» Document passage:
^^^^^^^^^^^^^^^^

Named Scope Problem With "Has Many Through" Association

I'm using named scopes to process some filtering actions, and the log is showing that everything is working perfectly, except that after the app goes and finds the correct data, it then ignores what it found and just lists a find.all instead of the filtered result. Here's the details.
I have 3 models: Users, Markets and Schedules.
User has_many :schedules
User has_many :markets, :through => :schedules
Market has_many :schedules
Market has_many :users, :through => :schedules
Schedule belongs_to :user
Schedule belongs_to :market
On the "show" page for each market, I display the users who sell things at that market. I also display the days of the week that such users are at the market. This data is contained in the join model (i.e. schedules).
On the market page, I need to support filtering the users by day of the week that the user is at the market.

^^^^^^^^^^^^^^^^

» Material supplied:
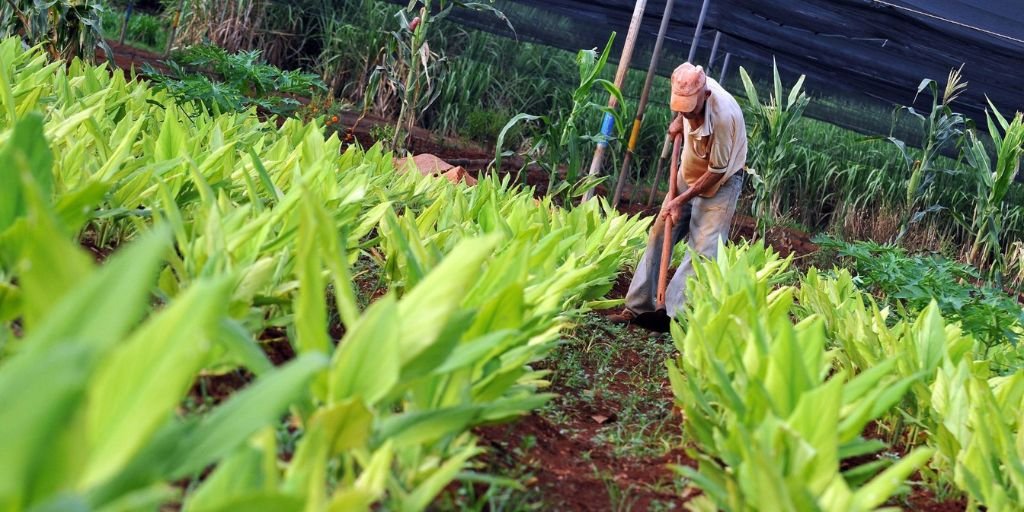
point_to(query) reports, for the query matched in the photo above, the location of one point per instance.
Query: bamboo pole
(666, 147)
(642, 108)
(174, 28)
(696, 31)
(663, 274)
(124, 26)
(624, 65)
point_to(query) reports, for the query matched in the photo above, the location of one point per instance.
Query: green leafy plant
(910, 283)
(768, 422)
(240, 81)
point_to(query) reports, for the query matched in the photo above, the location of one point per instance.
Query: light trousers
(706, 220)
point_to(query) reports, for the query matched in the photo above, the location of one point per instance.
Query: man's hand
(672, 210)
(676, 127)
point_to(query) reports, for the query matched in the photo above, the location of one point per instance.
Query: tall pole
(714, 51)
(624, 65)
(124, 25)
(642, 108)
(696, 31)
(725, 67)
(660, 165)
(174, 28)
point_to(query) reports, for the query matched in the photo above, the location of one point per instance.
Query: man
(714, 153)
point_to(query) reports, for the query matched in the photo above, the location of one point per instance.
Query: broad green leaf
(425, 309)
(139, 385)
(253, 408)
(367, 363)
(251, 470)
(26, 157)
(428, 489)
(105, 306)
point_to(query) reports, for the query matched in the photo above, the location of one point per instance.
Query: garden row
(226, 227)
(838, 411)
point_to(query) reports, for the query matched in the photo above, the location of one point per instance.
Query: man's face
(697, 111)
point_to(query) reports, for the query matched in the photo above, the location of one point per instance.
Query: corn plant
(66, 29)
(560, 146)
(771, 137)
(943, 128)
(992, 185)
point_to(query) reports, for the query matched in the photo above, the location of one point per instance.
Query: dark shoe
(657, 322)
(625, 316)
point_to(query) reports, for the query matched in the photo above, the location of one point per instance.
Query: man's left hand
(673, 210)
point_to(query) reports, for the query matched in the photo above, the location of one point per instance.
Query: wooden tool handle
(663, 274)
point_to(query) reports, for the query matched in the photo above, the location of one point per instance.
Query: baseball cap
(688, 83)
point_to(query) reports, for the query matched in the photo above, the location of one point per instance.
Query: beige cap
(688, 85)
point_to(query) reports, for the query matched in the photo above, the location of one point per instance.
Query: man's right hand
(676, 127)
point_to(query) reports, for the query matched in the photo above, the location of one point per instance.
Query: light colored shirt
(718, 145)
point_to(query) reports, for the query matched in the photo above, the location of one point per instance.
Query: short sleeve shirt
(718, 145)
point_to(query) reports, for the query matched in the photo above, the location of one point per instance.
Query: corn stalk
(992, 184)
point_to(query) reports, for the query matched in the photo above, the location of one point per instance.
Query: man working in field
(714, 153)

^^^^^^^^^^^^^^^^

» Task brief:
Copy the Rails named scope question above in full, word for word, from its title through its final sentence.

» Task solution:
Named Scope Problem With "Has Many Through" Association

I'm using named scopes to process some filtering actions, and the log is showing that everything is working perfectly, except that after the app goes and finds the correct data, it then ignores what it found and just lists a find.all instead of the filtered result. Here's the details.
I have 3 models: Users, Markets and Schedules.
User has_many :schedules
User has_many :markets, :through => :schedules
Market has_many :schedules
Market has_many :users, :through => :schedules
Schedule belongs_to :user
Schedule belongs_to :market
On the "show" page for each market, I display the users who sell things at that market. I also display the days of the week that such users are at the market. This data is contained in the join model (i.e. schedules).
On the market page, I need to support filtering the users by day of the week that the user is at the market.